Return every line of the data below verbatim, changing nothing.

★ ★ ★

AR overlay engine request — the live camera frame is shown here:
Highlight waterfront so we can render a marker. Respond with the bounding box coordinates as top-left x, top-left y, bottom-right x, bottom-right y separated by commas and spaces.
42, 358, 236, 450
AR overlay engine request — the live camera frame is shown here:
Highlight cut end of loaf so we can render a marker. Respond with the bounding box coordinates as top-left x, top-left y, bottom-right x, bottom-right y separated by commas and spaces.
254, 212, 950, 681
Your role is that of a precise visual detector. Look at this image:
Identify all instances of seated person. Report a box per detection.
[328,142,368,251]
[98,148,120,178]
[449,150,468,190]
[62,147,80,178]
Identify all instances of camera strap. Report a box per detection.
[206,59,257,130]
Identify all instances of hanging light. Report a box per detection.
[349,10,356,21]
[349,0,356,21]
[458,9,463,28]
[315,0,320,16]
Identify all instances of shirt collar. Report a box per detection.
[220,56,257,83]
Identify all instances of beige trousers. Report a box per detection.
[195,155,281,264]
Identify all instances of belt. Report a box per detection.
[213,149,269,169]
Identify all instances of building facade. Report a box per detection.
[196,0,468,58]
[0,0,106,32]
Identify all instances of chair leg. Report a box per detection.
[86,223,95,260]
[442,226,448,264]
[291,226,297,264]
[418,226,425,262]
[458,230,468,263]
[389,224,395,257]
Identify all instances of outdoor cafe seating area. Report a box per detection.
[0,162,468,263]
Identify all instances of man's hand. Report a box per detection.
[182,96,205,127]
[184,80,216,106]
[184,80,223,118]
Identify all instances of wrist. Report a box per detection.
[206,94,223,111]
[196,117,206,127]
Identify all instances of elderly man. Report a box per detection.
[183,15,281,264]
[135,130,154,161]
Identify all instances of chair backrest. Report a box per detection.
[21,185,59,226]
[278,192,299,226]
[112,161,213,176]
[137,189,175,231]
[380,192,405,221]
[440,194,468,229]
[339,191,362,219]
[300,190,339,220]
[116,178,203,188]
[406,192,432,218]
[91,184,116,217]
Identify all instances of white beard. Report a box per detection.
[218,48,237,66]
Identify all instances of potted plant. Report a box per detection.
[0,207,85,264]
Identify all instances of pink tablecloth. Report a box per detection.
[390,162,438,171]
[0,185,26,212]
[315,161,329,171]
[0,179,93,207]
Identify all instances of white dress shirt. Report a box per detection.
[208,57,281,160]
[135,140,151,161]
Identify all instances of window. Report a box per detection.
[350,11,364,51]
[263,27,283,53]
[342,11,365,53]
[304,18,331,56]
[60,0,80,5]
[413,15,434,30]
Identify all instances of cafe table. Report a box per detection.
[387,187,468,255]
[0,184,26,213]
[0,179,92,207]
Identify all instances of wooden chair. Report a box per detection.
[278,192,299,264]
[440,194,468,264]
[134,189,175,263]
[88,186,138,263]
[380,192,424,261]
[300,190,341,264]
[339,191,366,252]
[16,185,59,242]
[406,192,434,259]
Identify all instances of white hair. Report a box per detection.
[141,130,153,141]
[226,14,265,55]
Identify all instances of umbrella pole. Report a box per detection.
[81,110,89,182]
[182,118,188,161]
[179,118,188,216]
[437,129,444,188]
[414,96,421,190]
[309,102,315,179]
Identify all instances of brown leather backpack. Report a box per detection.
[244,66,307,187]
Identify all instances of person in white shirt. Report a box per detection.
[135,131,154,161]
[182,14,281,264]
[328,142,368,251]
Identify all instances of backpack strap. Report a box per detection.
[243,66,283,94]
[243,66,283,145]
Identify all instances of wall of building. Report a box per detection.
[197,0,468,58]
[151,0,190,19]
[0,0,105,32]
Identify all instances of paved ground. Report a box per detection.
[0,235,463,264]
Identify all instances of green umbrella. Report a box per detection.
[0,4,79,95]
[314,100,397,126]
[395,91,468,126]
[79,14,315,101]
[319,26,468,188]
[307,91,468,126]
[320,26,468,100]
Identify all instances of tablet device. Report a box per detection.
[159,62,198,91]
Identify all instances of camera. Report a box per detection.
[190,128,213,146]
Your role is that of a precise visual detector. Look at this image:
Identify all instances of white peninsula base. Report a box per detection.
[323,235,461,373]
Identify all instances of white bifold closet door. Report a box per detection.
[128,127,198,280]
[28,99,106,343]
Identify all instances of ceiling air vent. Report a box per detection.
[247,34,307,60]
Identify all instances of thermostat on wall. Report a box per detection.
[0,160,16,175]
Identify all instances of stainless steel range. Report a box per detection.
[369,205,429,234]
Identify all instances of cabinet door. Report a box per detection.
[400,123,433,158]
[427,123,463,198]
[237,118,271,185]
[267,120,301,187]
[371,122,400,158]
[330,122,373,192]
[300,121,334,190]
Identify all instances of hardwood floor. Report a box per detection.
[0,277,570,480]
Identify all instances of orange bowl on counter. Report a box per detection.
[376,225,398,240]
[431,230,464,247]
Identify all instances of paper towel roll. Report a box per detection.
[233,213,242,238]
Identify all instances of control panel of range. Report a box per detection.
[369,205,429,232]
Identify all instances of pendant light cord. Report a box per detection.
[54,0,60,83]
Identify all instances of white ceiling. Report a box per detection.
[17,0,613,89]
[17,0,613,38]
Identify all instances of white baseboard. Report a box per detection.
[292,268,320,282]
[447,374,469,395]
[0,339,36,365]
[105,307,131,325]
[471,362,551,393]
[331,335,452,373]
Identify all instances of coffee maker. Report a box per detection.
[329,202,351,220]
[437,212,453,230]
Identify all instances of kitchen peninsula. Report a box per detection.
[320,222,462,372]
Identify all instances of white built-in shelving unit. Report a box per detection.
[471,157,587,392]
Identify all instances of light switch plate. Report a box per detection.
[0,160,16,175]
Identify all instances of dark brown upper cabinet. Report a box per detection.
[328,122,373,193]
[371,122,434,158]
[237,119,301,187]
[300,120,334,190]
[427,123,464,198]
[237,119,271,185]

★ ★ ★

**SOLVED EXERCISE**.
AR overlay engine request — the live camera frame is shown here:
Highlight waterfront so we can render a marker. Respond with the bounding box coordinates as top-left x, top-left y, bottom-right x, bottom-right y separated by commas and spaces.
42, 358, 236, 450
AR overlay engine request — the live camera frame is shown here:
Highlight cut end of loaf so we can render a marker. Respond with the bounding box coordinates as top-left x, top-left y, bottom-right x, bottom-right y separated by commas and spaces.
254, 212, 950, 681
Your role is that of a precise visual detector. Look at this image:
Identify all instances of seated person. Report a box per detection.
[328,142,368,251]
[98,148,120,178]
[449,150,468,190]
[62,147,80,178]
Identify all instances of camera strap. Report a box per detection.
[206,59,257,130]
Identify all instances of hanging light. Report a box per detection.
[349,10,356,21]
[349,0,356,21]
[458,9,463,28]
[315,0,320,16]
Identify all instances of shirt collar. Report a box per detection.
[220,56,257,83]
Identify all instances of beige trousers. Report a box per detection.
[195,155,281,264]
Identify all instances of belt. Report a box per detection.
[213,149,269,169]
Identify all instances of building facade. Report a box per detection.
[196,0,468,58]
[0,0,106,32]
Identify all instances of chair leg. Report a box per detection.
[86,223,95,260]
[442,226,448,264]
[291,226,297,264]
[418,226,425,262]
[458,230,468,263]
[389,224,395,257]
Identify all instances of outdoor cafe seating area. Report a box per detection.
[0,162,468,263]
Identify all instances of man's hand. Report a box per detection.
[182,96,205,127]
[184,80,216,106]
[184,80,223,118]
Identify all instances of wrist. Report a box per detection.
[206,94,223,111]
[196,117,206,127]
Identify all instances of elderly man. Report a box per detection.
[183,15,281,264]
[135,130,154,161]
Identify all instances of chair backrest. Report a box per detection.
[21,185,59,226]
[278,192,299,226]
[112,161,213,176]
[137,189,175,231]
[380,192,405,221]
[440,194,468,229]
[339,191,362,219]
[300,190,339,220]
[116,178,203,188]
[406,192,432,218]
[91,184,116,217]
Identify all instances of white beard. Report a box per detection.
[218,48,237,66]
Identify all instances of potted plant. Report a box per detection.
[0,207,85,264]
Identify all instances of pink tablecloth. Report a box per detection.
[390,162,438,171]
[0,185,26,212]
[315,161,329,171]
[0,179,93,207]
Identify all instances of white dress shirt. Report a box per detection.
[208,57,281,160]
[135,140,151,161]
Identify all instances of window. Report a box per detection.
[350,11,364,51]
[263,27,283,53]
[342,11,365,53]
[304,18,331,56]
[60,0,80,5]
[413,15,434,30]
Identify all instances of cafe table. Report a box per detection.
[387,187,468,255]
[0,184,26,213]
[0,179,92,207]
Identify all instances of wooden chair. Report a box per detection.
[278,192,299,264]
[440,194,468,264]
[134,189,175,263]
[88,186,138,263]
[380,192,424,261]
[300,190,341,264]
[339,191,366,252]
[16,185,59,242]
[406,192,434,259]
Identify all instances of white hair. Report a box per detection.
[141,130,153,141]
[226,14,265,55]
Identify all instances of umbrella pole. Report a box per detection.
[81,110,89,182]
[182,118,188,161]
[179,118,188,216]
[437,129,444,188]
[414,96,421,190]
[309,102,315,179]
Identify all instances of brown leather backpack. Report a box per detection.
[244,66,307,187]
Identify all instances of person in white shirt. Report a box per detection.
[135,131,154,161]
[182,14,281,264]
[328,142,368,251]
Identify all instances of backpack strap. Report a box per detection.
[243,66,283,94]
[243,66,283,145]
Identify all instances of wall of building. Report a box per detection.
[197,0,468,58]
[151,0,190,19]
[0,0,105,32]
Identify all instances of paved ground. Report a box per detection.
[0,235,463,264]
Identify all instances of green umbrella. Report a box per detection.
[0,4,79,95]
[314,100,397,126]
[395,91,468,126]
[79,14,315,101]
[319,26,468,188]
[307,91,468,126]
[320,26,468,100]
Identify all instances of tablet device. Report a box per detection.
[159,62,198,91]
Identify all instances of camera. Report a box per detection.
[190,128,213,146]
Your role is that of a precise visual detector. Look at this image:
Identify all instances of white peninsula base. Report a box per detection.
[323,235,461,373]
Identify all instances of white bifold closet door. Report a box per detection.
[128,127,198,280]
[28,99,106,343]
Identify all instances of ceiling air vent. Report a box per detection.
[247,34,307,60]
Identify all instances of thermostat on wall. Report a box per detection.
[0,160,16,175]
Identify all instances of stainless steel range. Report a box per detection.
[369,205,429,234]
Identify all instances of cabinet door. Report a box per detection.
[400,123,433,158]
[427,123,463,198]
[237,118,271,185]
[267,120,301,187]
[371,122,400,158]
[330,122,373,192]
[300,121,334,190]
Identify all instances of hardwood floor. Report a box per detection.
[0,277,570,480]
Identify all instances of orange bowl on counter. Report a box per detection.
[376,225,398,240]
[431,230,464,247]
Identify all instances of paper towel roll. Report a box per detection.
[233,213,242,238]
Identify all instances of control panel of range. Report a box per detection.
[369,205,429,232]
Identify all instances of pendant light cord. Report a box per detection.
[54,0,60,83]
Identify all instances of white ceiling. Report a box per detection.
[17,0,613,89]
[17,0,613,38]
Identify all instances of white baseboard. Report a box per detection.
[292,268,320,282]
[447,374,469,395]
[0,339,36,365]
[105,307,131,325]
[471,362,551,393]
[331,335,452,373]
Identify all instances of coffee maker. Report a box per detection.
[329,202,351,220]
[437,212,453,230]
Identify all instances of kitchen peninsula. Report a box per detection.
[320,222,462,372]
Identify all instances of white built-in shelving unit. Report a box per detection.
[471,157,587,392]
Identify all instances of light switch plate. Report a box per detection.
[0,160,16,175]
Identify all instances of dark brown upper cabinet. Report a box per detection.
[328,122,373,193]
[371,122,434,158]
[237,119,301,187]
[300,120,334,190]
[427,123,464,198]
[237,119,271,185]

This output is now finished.